**Aim of the exercise:** Duplicate the material from the line containing "Target: potted plant" through the line containing "M161 107L163 104L163", both included, and reproduce nothing else.
>> Start
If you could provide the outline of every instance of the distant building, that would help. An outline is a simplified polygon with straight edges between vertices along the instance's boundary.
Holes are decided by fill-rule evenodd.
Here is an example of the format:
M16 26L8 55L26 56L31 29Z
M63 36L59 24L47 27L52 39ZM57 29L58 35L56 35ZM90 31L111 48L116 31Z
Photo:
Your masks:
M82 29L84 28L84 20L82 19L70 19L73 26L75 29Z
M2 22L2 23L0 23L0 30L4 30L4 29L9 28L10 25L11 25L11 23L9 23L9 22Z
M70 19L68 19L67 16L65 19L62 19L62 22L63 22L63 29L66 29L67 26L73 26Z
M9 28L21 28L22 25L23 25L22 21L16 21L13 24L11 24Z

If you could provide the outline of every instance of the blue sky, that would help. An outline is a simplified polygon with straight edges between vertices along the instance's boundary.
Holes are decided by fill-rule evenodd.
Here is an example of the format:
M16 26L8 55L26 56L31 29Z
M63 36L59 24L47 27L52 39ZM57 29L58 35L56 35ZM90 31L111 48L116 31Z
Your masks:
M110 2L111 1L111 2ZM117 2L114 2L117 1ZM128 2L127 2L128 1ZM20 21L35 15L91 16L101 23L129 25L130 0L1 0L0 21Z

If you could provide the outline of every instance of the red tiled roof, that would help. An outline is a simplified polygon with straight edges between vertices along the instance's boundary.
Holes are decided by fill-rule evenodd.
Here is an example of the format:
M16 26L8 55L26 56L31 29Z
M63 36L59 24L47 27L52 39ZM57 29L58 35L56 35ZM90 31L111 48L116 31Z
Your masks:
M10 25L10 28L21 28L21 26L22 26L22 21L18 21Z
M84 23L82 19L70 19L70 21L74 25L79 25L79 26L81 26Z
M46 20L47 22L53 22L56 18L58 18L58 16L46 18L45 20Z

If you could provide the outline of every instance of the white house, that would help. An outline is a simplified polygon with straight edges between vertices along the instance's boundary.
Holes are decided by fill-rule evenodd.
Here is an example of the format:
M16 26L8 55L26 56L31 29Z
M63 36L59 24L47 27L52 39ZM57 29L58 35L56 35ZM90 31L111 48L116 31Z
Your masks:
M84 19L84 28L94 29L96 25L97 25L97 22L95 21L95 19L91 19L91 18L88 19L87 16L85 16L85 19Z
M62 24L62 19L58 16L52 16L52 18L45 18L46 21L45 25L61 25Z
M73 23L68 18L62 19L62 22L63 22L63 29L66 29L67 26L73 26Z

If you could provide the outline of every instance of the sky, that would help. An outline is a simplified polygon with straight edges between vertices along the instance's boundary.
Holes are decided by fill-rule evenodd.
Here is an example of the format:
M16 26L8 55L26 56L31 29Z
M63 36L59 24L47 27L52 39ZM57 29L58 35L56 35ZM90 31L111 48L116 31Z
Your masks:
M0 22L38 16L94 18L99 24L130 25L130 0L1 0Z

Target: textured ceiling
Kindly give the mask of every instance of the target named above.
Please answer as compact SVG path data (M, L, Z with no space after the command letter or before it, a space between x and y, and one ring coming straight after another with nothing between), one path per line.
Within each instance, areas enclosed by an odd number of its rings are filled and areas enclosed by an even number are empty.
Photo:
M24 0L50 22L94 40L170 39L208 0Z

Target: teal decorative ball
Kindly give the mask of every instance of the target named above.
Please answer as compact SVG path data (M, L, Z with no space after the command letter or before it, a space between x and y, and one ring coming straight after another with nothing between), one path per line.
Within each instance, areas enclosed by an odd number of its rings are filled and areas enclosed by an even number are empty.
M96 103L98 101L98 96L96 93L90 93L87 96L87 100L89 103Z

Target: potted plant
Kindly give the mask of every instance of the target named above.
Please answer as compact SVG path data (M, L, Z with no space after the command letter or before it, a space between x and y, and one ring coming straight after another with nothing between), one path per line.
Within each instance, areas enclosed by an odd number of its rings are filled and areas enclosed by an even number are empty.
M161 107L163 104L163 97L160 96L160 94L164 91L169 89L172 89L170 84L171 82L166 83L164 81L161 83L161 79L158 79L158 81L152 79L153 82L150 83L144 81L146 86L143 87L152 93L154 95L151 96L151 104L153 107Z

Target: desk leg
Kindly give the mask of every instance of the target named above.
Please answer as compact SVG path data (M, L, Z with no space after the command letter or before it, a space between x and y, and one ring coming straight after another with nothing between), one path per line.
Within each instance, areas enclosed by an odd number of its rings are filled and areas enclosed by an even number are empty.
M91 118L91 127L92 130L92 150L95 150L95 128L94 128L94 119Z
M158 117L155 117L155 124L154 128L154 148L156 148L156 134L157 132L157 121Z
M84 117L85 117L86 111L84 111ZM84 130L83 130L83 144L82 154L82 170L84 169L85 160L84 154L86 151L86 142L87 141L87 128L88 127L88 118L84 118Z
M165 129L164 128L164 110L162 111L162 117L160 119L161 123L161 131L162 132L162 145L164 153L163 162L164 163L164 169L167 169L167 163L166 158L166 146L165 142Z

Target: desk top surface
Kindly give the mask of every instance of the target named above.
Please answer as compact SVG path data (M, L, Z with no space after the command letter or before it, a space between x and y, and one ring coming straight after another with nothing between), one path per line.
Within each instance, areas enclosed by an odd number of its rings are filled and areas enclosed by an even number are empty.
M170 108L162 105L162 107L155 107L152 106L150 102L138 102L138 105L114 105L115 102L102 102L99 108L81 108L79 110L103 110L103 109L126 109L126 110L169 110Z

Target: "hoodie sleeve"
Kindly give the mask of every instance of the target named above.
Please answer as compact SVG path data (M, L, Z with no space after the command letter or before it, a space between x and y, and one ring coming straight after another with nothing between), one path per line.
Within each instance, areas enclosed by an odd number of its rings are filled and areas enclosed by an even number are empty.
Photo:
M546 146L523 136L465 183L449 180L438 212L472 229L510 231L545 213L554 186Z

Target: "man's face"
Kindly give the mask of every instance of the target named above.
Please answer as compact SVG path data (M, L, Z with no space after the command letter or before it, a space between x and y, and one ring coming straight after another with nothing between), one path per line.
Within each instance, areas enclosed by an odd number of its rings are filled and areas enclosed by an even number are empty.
>> End
**Answer to this task:**
Target: potted plant
Kindly give the mask of every instance of the target named above.
Please answer as compact SVG path data (M, L, Z with no space after the command letter or before it, a space between x and y, and one ring coming straight after another with nothing between), one path per line.
Within each instance, areas enclosed by an odd number of its rings are filled and areas enclosed by an even number are empty.
M161 107L163 104L163 97L160 96L160 94L164 91L169 89L172 89L170 84L171 82L166 83L164 81L161 83L161 79L158 79L158 81L152 79L153 82L150 83L144 81L146 86L143 87L152 93L154 95L151 96L151 104L153 107Z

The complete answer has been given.